## Page extract
Search code examples
pythonselenium-webdriverweb-scrapingshadow-root

How can i handle the shadow-root (open) with selenium


Im working scrapping wallapop making a Second-hand cars listing. But Wallapop has a limit of 26 items. If you click "Ver más productos" (See more products) You can see more products on the websitewallapop ver más productos button

Im trying to find the button with this code in python:

 while True: 
        try:
            shadow_host = driver.find_element(By.CSS_SELECTOR, "walla-button") 
            shadow_root = driver.execute_script('return arguments[0].shadowRoot', shadow_host)
            skip_tutorial_button = shadow_root.find_element(By.CSS_SELECTOR, "button.walla-button__button.walla-button__button--medium.walla-button__button--tertiary.walla-button__button--neutral") 
            skip_tutorial_button.click()
        except Exception as e: 
            print("No se encontró el botón 'Ver más productos' o ya se han cargado todos los productos.") 
            break

Thats is the URL: https://es.wallapop.com/app/search?engine=gasoline&min_horse_power=1&max_horse_power=1000&min_year=2006&max_year=2024&min_km=40000&max_km=200000&min_sale_price=1000&max_sale_price=90000&gearbox=automatic,manual&brand=Honda&model=Civic&filters_source=default_filters&keywords=&category_ids=100&longitude=-3.69196&latitude=40.41956&order_by=price_high_to_low


Solution

  • Thanks to Yaroslavm's suggestion on the stackoverflow dated Apr. 7, 2024(Click on element in shadow-root Selenium Python), this solution has been accomplished. The point is to wait enough before clicking the button inside shadow DOM.

## Exercise data
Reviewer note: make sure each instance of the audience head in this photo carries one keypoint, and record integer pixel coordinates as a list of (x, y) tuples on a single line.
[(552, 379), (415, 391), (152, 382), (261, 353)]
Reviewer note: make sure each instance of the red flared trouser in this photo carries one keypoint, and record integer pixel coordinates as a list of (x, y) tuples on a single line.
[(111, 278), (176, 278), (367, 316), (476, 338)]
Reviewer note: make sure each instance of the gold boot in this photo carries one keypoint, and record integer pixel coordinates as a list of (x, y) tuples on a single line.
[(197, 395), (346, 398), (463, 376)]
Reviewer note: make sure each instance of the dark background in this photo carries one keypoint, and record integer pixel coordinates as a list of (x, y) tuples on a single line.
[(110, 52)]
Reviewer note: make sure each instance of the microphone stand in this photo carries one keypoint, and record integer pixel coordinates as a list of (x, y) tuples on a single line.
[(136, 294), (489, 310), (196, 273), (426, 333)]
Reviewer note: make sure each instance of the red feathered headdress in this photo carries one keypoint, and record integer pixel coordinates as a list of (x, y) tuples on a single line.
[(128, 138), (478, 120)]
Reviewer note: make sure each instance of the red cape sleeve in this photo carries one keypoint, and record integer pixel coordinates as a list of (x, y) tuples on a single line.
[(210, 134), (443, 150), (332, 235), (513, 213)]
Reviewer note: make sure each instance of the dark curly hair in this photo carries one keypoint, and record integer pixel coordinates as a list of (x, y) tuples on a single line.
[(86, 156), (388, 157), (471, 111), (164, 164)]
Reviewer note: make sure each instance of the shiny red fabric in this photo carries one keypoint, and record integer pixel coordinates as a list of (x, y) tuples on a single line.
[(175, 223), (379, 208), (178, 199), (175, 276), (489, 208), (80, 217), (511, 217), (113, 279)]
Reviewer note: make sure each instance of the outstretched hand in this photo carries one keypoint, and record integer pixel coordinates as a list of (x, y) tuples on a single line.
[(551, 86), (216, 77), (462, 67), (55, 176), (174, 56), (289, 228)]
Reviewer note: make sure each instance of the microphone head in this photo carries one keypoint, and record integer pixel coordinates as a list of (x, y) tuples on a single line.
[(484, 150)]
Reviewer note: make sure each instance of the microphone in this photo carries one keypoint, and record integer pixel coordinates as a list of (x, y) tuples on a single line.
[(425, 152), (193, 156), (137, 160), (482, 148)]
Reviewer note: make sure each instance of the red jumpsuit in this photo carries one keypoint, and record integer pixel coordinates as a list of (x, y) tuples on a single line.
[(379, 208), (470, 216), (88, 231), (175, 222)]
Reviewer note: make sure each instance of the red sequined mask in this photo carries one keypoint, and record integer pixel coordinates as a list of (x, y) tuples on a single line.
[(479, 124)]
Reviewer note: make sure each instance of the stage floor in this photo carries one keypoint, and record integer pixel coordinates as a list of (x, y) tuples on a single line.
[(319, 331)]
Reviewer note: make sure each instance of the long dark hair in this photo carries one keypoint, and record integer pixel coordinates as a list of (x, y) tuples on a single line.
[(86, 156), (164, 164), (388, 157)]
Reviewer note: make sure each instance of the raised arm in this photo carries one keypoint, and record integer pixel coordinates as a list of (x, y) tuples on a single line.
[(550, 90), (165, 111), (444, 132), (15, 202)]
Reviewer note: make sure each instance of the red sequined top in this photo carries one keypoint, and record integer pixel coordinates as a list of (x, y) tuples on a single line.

## Things to do
1. Scale the records from the line containing "Reviewer note: make sure each instance of the red feathered" through the line containing "[(210, 134), (443, 150), (332, 235), (513, 213)]", both ends included. Rewrite only those lines, requests and all, multiplying every pixel coordinate in the answers by 0.3 and rounding each result to a whole number, with halves rounded up.
2. Please continue the forum thread about clicking a shadow-root button with Selenium, starting after its last sentence.

## Outputs
1.
Reviewer note: make sure each instance of the red feathered headdress in this photo carries one keypoint, and record integer pixel coordinates as a list of (x, y) tuples on a single line.
[(38, 41), (143, 36)]
Reviewer note: make sure each instance of the red cape sleeve in this photo carries one keypoint, and record integer pixel coordinates as a list of (x, y) tuples on a single line.
[(63, 40), (133, 45), (100, 71), (154, 64)]

2.
    By the way, use of lxml.html may contribute to faster collecting of the attributes of listings.

    import lxml.html
    from selenium import webdriver
    from selenium.webdriver.common.by import By
    from selenium.webdriver.support.ui import WebDriverWait
    from selenium.webdriver.support import expected_conditions as EC
    from selenium.webdriver.common.action_chains import ActionChains
    from selenium.webdriver.common.keys import Keys
    from time import sleep
    
    driver = webdriver.Chrome()
    driver.implicitly_wait(5)
    actions = ActionChains(driver)
    url='https://es.wallapop.com/app/search?engine=gasoline&min_horse_power=1&max_horse_power=1000&min_year=2006&max_year=2024&min_km=40000&max_km=200000&min_sale_price=1000&max_sale_price=90000&gearbox=automatic,manual&brand=Honda&model=Civic&filters_source=default_filters&keywords=&category_ids=100&longitude=-3.69196&latitude=40.41956&order_by=price_high_to_low'
    
    driver.get(url)
    
    #cookie accept
    WebDriverWait(driver, 40).until(EC.element_to_be_clickable((By.XPATH,"//button[@id='onetrust-accept-btn-handler']"))).click()
    sleep(20)
    
    #click load more button
    for i in range(2):
        try:
            button =WebDriverWait(driver, 20).until(EC.presence_of_element_located((By.XPATH,"//walla-button[@id='btn-load-more']")))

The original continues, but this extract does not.